> _What to work on_:
Continue the article below about the Spanish equestrian Cayetano Martínez de Irujo, picking up after its final line.

> _Page text_:
#####
Cayetano Martínez de Irujo y Fitz-James Stuart, 4th Duke of Arjona, 14th Count of Salvatierra, GE, OLY (born 4 April 1963) is a Spanish equestrian. He competed in equestrian events at the 1992 Summer Olympics.

He is the current Count of Salvatierra and Duke of Arjona. He had been married to the Mexican-born model and TV personality Genoveva Casanova, with whom he has a son and a daughter (twins). On 4 October 2025 he married Bárbara Mirjan, who works as a events coordinator.

==Achievements==

Martínez de Irujo achieved what was probably the most important result of his career at the 1992 Summer Olympics in Barcelona, where he finished fourth in the team competition with the Spanish team. He also competed at three European Championships, four World Championships, and several Nations Cup events. In 2006, he became Spanish show jumping champion with Kesberoy St. Aubert.

===Olympic Games===
- 1992, Barcelona: with Palestro – 4th in the team competition and 43rd individually.
#####
> _Provided material_:
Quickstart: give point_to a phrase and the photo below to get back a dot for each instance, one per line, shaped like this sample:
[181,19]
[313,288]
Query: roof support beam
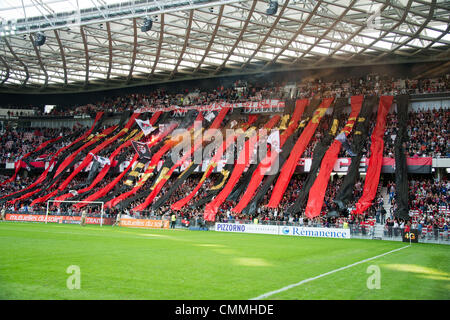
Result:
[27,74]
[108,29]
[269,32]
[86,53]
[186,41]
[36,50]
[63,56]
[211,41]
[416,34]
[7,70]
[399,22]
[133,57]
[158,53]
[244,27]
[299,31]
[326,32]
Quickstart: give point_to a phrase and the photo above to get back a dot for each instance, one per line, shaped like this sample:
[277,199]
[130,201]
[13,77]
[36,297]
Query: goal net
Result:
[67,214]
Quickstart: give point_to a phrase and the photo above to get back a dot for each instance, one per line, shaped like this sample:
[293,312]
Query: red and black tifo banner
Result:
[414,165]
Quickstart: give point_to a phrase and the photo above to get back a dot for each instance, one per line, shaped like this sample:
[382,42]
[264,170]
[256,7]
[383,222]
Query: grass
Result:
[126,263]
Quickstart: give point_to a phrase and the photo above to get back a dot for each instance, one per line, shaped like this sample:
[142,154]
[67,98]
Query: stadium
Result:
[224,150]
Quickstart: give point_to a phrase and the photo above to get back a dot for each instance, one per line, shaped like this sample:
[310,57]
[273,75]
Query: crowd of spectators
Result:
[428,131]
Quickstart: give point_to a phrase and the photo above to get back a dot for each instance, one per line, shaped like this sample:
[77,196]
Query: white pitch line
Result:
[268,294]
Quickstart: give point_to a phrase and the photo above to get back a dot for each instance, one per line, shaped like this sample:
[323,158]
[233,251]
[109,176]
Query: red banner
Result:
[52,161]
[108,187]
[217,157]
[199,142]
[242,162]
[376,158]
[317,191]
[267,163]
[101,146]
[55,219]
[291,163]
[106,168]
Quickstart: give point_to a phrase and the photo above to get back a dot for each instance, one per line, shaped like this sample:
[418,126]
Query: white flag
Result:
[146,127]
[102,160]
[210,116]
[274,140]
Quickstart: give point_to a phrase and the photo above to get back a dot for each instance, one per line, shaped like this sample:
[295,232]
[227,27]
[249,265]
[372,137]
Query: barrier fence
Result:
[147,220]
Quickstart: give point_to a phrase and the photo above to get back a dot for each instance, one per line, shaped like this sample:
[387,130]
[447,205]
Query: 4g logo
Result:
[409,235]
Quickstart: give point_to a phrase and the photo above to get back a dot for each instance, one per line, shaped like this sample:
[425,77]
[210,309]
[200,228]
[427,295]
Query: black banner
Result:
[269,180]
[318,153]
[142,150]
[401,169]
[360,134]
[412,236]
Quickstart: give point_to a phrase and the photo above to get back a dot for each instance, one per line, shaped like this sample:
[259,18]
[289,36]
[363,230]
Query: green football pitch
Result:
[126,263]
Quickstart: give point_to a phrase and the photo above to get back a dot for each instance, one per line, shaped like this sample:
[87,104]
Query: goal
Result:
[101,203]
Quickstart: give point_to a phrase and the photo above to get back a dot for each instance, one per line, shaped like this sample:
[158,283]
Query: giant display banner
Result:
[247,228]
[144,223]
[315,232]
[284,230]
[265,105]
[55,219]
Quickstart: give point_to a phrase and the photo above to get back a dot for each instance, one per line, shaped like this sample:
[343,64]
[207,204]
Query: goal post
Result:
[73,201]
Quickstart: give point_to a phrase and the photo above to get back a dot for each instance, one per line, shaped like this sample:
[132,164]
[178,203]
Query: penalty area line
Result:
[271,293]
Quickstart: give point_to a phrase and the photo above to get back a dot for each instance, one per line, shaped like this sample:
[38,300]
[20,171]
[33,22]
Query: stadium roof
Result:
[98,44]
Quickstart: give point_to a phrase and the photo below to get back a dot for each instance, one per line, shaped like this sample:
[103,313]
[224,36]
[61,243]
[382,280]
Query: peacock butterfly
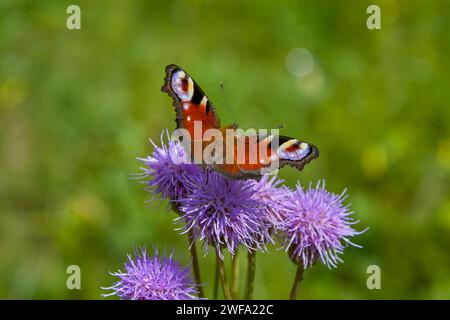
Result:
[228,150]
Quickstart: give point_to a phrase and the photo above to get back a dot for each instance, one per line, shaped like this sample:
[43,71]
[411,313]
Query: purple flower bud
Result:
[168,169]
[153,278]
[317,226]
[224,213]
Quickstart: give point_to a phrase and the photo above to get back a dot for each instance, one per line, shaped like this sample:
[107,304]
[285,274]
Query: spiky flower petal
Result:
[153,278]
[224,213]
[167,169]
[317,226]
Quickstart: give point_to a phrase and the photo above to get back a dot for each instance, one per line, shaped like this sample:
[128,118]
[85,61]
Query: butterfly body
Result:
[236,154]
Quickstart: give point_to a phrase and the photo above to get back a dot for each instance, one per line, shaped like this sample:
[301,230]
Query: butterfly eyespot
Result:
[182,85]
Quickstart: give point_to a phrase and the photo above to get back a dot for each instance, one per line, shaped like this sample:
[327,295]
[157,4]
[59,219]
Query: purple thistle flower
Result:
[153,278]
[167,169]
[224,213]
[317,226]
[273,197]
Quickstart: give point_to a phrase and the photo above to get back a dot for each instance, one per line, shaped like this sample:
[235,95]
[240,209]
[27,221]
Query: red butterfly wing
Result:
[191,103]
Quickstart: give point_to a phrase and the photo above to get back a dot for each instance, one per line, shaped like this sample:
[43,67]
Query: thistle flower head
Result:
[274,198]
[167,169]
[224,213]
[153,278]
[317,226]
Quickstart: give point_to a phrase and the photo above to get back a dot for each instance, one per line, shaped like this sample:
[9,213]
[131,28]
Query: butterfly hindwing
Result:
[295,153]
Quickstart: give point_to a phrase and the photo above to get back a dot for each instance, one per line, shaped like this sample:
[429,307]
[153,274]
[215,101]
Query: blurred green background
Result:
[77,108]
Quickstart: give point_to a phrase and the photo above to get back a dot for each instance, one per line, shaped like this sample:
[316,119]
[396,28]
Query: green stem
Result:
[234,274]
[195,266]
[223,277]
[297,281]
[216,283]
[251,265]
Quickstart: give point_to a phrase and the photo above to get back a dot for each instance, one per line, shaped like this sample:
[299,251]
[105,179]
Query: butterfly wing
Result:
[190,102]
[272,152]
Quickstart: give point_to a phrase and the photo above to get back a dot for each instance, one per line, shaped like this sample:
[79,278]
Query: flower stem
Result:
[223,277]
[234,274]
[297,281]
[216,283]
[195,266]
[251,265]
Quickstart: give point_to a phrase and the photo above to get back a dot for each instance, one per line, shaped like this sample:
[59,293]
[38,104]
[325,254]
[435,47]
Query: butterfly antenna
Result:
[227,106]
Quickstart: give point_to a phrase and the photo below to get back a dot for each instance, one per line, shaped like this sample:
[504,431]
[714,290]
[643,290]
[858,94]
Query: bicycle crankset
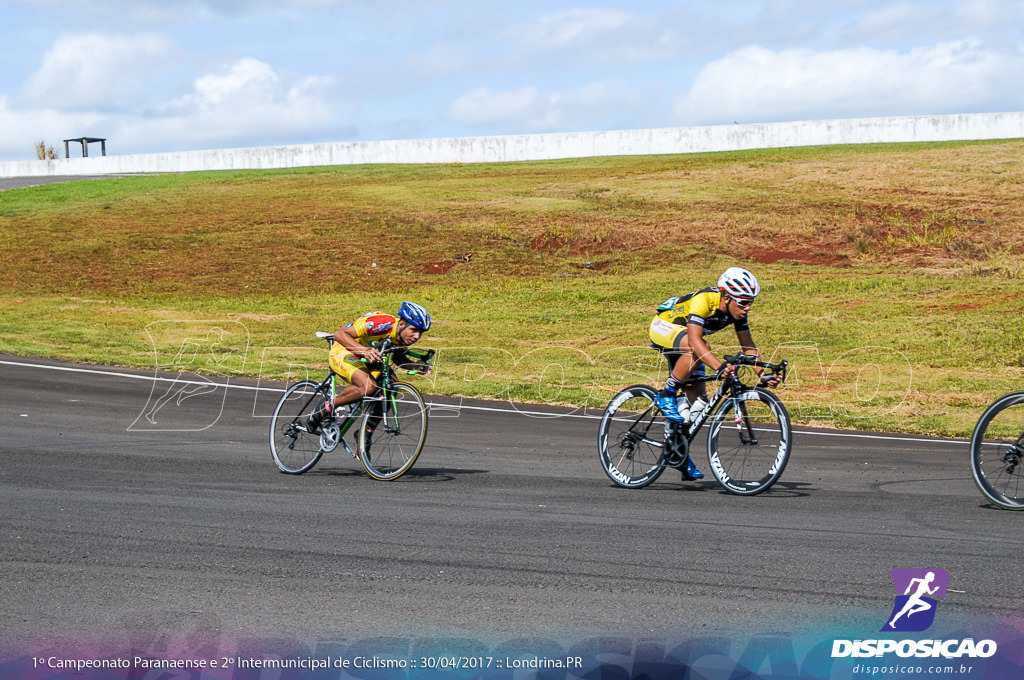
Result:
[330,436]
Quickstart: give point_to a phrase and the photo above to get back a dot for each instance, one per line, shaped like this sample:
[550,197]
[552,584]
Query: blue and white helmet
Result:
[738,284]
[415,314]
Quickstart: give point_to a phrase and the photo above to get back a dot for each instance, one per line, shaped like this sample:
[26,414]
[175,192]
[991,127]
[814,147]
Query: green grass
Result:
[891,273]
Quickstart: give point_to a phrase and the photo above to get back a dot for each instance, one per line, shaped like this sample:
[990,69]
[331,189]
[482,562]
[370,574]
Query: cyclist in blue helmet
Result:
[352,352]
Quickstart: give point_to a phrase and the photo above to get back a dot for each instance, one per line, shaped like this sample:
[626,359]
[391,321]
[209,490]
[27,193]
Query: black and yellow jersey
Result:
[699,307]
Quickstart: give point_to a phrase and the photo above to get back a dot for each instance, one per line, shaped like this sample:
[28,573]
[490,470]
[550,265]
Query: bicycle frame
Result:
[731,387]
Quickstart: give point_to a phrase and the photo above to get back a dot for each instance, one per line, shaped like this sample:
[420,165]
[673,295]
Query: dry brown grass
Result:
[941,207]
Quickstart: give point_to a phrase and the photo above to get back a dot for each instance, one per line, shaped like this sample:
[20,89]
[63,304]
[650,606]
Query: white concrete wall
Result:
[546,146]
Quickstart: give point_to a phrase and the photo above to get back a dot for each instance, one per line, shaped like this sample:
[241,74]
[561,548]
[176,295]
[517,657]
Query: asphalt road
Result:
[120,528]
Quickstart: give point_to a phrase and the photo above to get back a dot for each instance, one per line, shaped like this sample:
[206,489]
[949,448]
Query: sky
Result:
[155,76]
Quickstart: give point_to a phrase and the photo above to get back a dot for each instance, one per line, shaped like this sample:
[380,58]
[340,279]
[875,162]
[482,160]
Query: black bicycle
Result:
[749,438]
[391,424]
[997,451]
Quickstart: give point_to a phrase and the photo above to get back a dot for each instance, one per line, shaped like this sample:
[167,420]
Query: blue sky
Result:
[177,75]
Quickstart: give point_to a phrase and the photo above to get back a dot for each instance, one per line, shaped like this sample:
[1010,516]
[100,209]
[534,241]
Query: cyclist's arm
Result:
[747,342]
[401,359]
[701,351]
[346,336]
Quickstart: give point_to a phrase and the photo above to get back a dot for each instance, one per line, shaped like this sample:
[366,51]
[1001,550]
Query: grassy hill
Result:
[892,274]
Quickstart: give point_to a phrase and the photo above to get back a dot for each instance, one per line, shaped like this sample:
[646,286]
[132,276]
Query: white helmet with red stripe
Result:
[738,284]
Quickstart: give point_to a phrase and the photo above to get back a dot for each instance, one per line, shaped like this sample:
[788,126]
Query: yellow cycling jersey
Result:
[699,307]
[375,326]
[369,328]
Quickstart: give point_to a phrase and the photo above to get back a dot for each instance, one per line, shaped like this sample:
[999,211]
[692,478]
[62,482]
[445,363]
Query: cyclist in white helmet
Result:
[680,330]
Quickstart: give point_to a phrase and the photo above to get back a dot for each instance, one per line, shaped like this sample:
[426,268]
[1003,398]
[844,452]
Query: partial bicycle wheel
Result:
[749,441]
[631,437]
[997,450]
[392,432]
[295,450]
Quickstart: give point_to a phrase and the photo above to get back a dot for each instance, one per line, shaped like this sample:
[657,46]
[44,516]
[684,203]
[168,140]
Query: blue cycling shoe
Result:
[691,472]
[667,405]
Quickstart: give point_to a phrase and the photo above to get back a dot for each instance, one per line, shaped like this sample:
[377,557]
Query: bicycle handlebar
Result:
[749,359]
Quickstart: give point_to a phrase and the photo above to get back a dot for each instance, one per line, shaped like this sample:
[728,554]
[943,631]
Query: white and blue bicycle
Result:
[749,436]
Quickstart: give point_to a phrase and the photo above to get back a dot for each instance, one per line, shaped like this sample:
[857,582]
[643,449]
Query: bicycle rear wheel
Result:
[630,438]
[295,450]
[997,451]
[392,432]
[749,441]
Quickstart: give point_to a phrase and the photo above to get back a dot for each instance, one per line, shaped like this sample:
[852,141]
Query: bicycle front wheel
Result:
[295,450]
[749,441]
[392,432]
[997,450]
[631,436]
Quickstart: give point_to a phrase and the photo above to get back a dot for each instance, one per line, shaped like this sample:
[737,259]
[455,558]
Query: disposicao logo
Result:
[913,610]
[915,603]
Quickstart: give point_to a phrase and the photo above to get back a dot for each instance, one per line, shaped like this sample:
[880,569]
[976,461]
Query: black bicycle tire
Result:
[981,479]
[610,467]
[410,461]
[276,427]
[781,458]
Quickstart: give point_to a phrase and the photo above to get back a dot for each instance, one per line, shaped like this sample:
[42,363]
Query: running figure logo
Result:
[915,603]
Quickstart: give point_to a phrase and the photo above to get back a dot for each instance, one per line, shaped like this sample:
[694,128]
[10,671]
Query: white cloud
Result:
#####
> _Task answer_:
===World Championships===
- 1986, Aachen: with Kaoua – 12th in the team competition and 36th individually.
- 1990, Stockholm: with Elegast – 26th individually.
- 1994, The Hague: with Palestro – 12th in the team competition and 60th individually.
- 1998, Rome: with Golan – 15th in the team competition and 79th individually.

===European Championships===
- 1989, Rotterdam: with Buenos Aires – 24th individually.
- 1991, La Baule: with Elegast – 6th in the team competition and 24th individually.
- 2003, Donaueschingen: with Delon VA – 13th in the team competition and 17th individually.